__Parts of the exercise__:
1. In the passage about the artist Scott, list every state where she is said to have taught art.
2. Answer these questions from the passage about the artist Scott:
(a) For how many years has she spent summers at her studio on Monhegan Island?
(b) Which arts organization did she help found?
(c) What subjects does she teach in the Heron Point studio?
3. Write the next few sentences of the passage about the artist Scott, picking up after its final sentence.

__Reading text__:
Some of the works date back to the late 1960s, but though now in her 80s, Scott is still at it. Spending the summer at her studio on Monhegan Island, as she has for the past 30 years, the two full moons of this past August inspired her to paint a series of moonlit landscapes. In “Escaping Moon,” she captured the night mist on the forested hills of the island in simple swaths of blue, purple and gold. Small touches of pigment suggest the treetops silhouetted against the light of a huge full moon.

Scott studied at Rhode Island School of Design and the Maryland Institute College of Art, two of the country’s finest art schools. A firm believer in the importance of creative work, she has published several books of poetry and art, helped found Maryland Hall for the Creative Arts in Annapolis, and has taught art in Maine and New Jersey, as well as in Maryland.

When she moved to Heron Point two years ago from her home just two blocks away, she joined with other resident artists in requesting a studio where they could work and hold classes. Heron Point complied by converting an apartment into a bright and airy studio where Scott now teaches drawing and watercolor.

__Data excerpt__:
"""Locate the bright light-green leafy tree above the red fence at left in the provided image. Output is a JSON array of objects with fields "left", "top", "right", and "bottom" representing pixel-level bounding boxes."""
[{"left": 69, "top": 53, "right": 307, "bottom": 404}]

__Responses to the exercise__:
1. Maine, New Jersey, Maryland

2.
(a) 30 years
(b) Maryland Hall for the Creative Arts in Annapolis
(c) Drawing and watercolor

3.
“Tracery” detail, watercolor

Like all true artists, Scott sees the world with a special clarity and curiosity. In two masterfully simple monotypes, she turns grain silos into monuments to agriculture. Her large watercolor of red roses, far from being pretty or sentimental, presents the blossoms as stately and serene, and in another watercolor entitled “Guardians,” the mammoth rocks lining Monhegan’s shore stand like ancient sentinels.

When I spoke with her just after the show was installed, we talked about her fascination with capturing the spirit of stones, trees and flowers.

“I look to paint the mystery,” she explained. “I’m always looking for that mystery underneath everything.”

In “Evening,” a quick, spare watercolor sketch, aureoles of subtle color bloom around murky shapes suggesting trees and a pale moon over water. Here, Scott’s talent for honing in on mystery is paramount. Few artists could evoke this magical stillness and radiance, and even fewer could capture it with such simple and playful means.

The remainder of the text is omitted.